DESCRIPTION OF THE TASK: Give back the full listing verbatim, apart from its images.
##### ENTRIES SUPPLIED #####
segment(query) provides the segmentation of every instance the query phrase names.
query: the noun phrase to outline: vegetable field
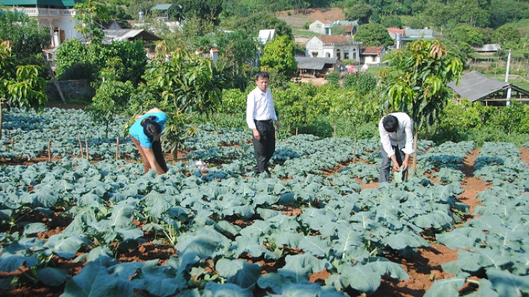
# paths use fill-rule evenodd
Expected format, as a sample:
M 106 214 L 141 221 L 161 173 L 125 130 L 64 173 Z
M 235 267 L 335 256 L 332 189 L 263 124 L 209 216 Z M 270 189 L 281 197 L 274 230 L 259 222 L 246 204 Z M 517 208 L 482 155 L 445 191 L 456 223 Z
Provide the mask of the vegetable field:
M 4 115 L 2 296 L 529 296 L 527 147 L 422 141 L 415 174 L 378 184 L 379 139 L 302 134 L 267 179 L 249 130 L 206 125 L 142 175 L 125 122 Z

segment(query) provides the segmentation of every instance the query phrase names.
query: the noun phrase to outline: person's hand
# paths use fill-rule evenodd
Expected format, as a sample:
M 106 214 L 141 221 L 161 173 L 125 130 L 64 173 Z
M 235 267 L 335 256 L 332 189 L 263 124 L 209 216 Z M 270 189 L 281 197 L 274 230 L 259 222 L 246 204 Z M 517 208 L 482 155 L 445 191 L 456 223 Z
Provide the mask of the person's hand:
M 261 140 L 261 134 L 259 134 L 259 131 L 257 129 L 252 130 L 253 132 L 253 137 L 257 139 L 257 141 Z
M 410 163 L 410 155 L 406 154 L 404 158 L 404 160 L 402 162 L 402 170 L 406 170 L 408 169 L 408 163 Z

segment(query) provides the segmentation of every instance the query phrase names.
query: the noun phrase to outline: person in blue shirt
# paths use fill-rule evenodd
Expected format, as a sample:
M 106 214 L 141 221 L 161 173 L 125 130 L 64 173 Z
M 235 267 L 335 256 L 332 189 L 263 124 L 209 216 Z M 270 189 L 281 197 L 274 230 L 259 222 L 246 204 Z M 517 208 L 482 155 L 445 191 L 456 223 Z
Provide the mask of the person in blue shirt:
M 157 175 L 168 170 L 160 141 L 166 121 L 167 115 L 158 108 L 154 108 L 143 115 L 137 115 L 136 121 L 128 130 L 133 142 L 141 155 L 144 173 L 152 169 Z

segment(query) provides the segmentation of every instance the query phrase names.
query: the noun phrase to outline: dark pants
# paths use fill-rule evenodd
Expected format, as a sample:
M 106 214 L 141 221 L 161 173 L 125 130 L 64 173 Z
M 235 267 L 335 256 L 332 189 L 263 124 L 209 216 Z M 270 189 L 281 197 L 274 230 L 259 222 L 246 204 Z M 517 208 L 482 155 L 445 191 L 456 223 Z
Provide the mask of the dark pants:
M 151 164 L 149 163 L 149 160 L 147 160 L 147 158 L 145 151 L 143 151 L 143 148 L 142 148 L 142 146 L 140 144 L 139 140 L 133 137 L 130 137 L 130 138 L 132 139 L 133 142 L 134 142 L 134 144 L 138 148 L 138 150 L 140 151 L 140 155 L 141 155 L 142 156 L 142 160 L 143 161 L 143 173 L 147 173 L 149 172 L 149 170 L 151 169 Z M 159 140 L 152 141 L 152 146 L 151 147 L 151 149 L 152 150 L 152 153 L 154 154 L 156 162 L 158 163 L 158 166 L 159 167 L 160 173 L 163 174 L 166 172 L 167 170 L 169 170 L 169 168 L 167 168 L 167 164 L 166 164 L 165 163 L 164 152 L 162 151 L 162 141 L 160 141 Z
M 276 151 L 276 132 L 274 129 L 274 121 L 256 120 L 255 127 L 261 134 L 261 140 L 257 141 L 253 137 L 253 150 L 255 153 L 257 165 L 253 170 L 256 173 L 268 171 L 268 161 L 270 160 L 274 152 Z
M 395 158 L 397 160 L 397 163 L 399 166 L 402 166 L 402 161 L 406 158 L 406 154 L 399 146 L 391 146 L 393 149 L 395 150 Z M 389 171 L 391 169 L 391 159 L 387 156 L 387 153 L 384 151 L 384 147 L 380 145 L 380 151 L 382 153 L 382 164 L 380 166 L 380 177 L 379 178 L 379 182 L 388 182 L 389 181 Z M 408 169 L 402 172 L 402 180 L 404 181 L 406 178 Z

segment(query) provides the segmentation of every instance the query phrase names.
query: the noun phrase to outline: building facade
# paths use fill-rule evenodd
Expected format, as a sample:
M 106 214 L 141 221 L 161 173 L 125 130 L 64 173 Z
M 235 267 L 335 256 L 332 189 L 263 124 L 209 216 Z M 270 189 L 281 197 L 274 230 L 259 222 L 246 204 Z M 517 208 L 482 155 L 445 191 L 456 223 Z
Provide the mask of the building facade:
M 338 58 L 360 61 L 362 42 L 351 42 L 342 35 L 315 36 L 305 44 L 305 56 L 312 58 Z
#####
EXERCISE OUTPUT:
segment(query) provides the segmentation of every instance the query phrase names.
query: the noun phrase to outline: vegetable field
# paths use fill-rule evenodd
Expected format, as a sample:
M 106 214 L 141 221 L 161 173 L 125 130 L 64 173 Z
M 235 267 L 335 256 L 332 189 L 263 124 L 209 216 Z M 270 189 L 281 197 L 274 230 L 259 222 L 246 204 Z M 517 208 L 482 155 L 445 191 L 456 223 Z
Provide the mask of the vegetable field:
M 4 115 L 2 296 L 529 296 L 527 147 L 422 141 L 415 174 L 378 184 L 379 139 L 302 134 L 267 179 L 249 130 L 206 125 L 142 175 L 125 122 Z

segment(query) provides the segmentation of every instance the query phrase names.
query: the noun phrase to outline: person's hand
# paths use fill-rule evenodd
Expected format, as a sample:
M 106 214 L 141 221 L 161 173 L 125 130 L 64 173 Z
M 235 267 L 335 256 L 332 189 L 263 124 L 209 216 Z M 270 189 L 281 197 L 274 230 L 259 222 L 246 204 Z M 517 208 L 482 155 L 445 191 L 456 223 Z
Provide the mask of the person's hand:
M 261 140 L 261 134 L 259 134 L 259 131 L 257 129 L 252 130 L 253 132 L 253 137 L 257 139 L 257 141 Z
M 410 163 L 410 155 L 406 154 L 404 158 L 404 160 L 402 162 L 402 170 L 406 170 L 408 169 L 408 163 Z

segment(query) provides the segmentation of every instance the query phrase names.
query: the noun phrase to outline: person in blue shirt
# paths use fill-rule evenodd
Expected format, as a sample:
M 106 214 L 141 221 L 161 173 L 125 130 L 64 173 Z
M 235 267 L 335 256 L 332 189 L 263 124 L 209 216 Z M 270 189 L 281 197 L 274 230 L 259 222 L 246 204 Z M 517 208 L 482 155 L 445 191 L 456 223 Z
Provide the mask of the person in blue shirt:
M 157 175 L 168 170 L 160 141 L 166 121 L 167 115 L 158 108 L 154 108 L 143 115 L 137 115 L 136 121 L 128 130 L 133 142 L 141 155 L 144 173 L 152 169 Z

segment(query) provides the segmentation of every instance the query phrase names.
query: the noun phrase to outline: dark pants
# paths use fill-rule evenodd
Expected format, as a sample:
M 106 214 L 141 221 L 161 173 L 125 130 L 64 173 Z
M 235 267 L 335 256 L 332 189 L 263 124 L 209 216 Z M 270 189 L 281 197 L 274 230 L 259 222 L 246 204 Z M 517 208 L 482 155 L 445 191 L 456 223 Z
Provide the mask of the dark pants:
M 151 164 L 149 163 L 149 160 L 147 160 L 147 158 L 145 151 L 143 151 L 143 148 L 142 148 L 142 146 L 140 144 L 139 140 L 133 137 L 130 137 L 130 138 L 132 139 L 133 142 L 134 142 L 134 144 L 138 148 L 138 150 L 140 151 L 140 155 L 141 155 L 142 156 L 142 160 L 143 161 L 143 173 L 147 173 L 149 172 L 149 170 L 151 169 Z M 159 140 L 152 141 L 152 146 L 151 147 L 151 149 L 152 150 L 152 153 L 154 154 L 156 162 L 158 163 L 158 166 L 159 167 L 160 173 L 163 174 L 166 172 L 167 170 L 169 170 L 169 168 L 167 168 L 167 164 L 166 164 L 165 163 L 164 152 L 162 151 L 162 141 L 160 141 Z
M 276 151 L 276 132 L 274 129 L 274 121 L 256 120 L 255 127 L 261 134 L 261 140 L 257 141 L 253 137 L 253 150 L 255 153 L 257 165 L 253 170 L 256 173 L 268 171 L 268 161 L 270 160 L 274 152 Z
M 395 158 L 397 160 L 397 163 L 399 166 L 402 166 L 402 161 L 406 158 L 406 154 L 399 146 L 391 146 L 393 149 L 395 150 Z M 389 171 L 391 169 L 391 159 L 387 156 L 387 153 L 384 151 L 384 147 L 380 145 L 380 151 L 382 153 L 382 164 L 380 166 L 380 177 L 379 178 L 379 182 L 388 182 L 389 181 Z M 408 169 L 402 172 L 402 180 L 404 181 L 406 178 Z

segment(query) provides the segmentation of every instance the query phrase names.
query: the noun phrase to outline: building facade
# paths use fill-rule evenodd
Expected format, as a sample:
M 106 214 L 141 221 L 161 173 L 125 130 L 64 173 Z
M 235 267 L 335 256 L 332 189 L 263 124 L 209 216 Z M 270 189 L 281 197 L 274 230 L 259 222 L 246 204 Z M 517 208 L 482 155 L 445 191 L 456 223 Z
Provide the mask of the building facade:
M 338 58 L 360 61 L 362 42 L 351 42 L 342 35 L 315 36 L 305 44 L 305 56 L 312 58 Z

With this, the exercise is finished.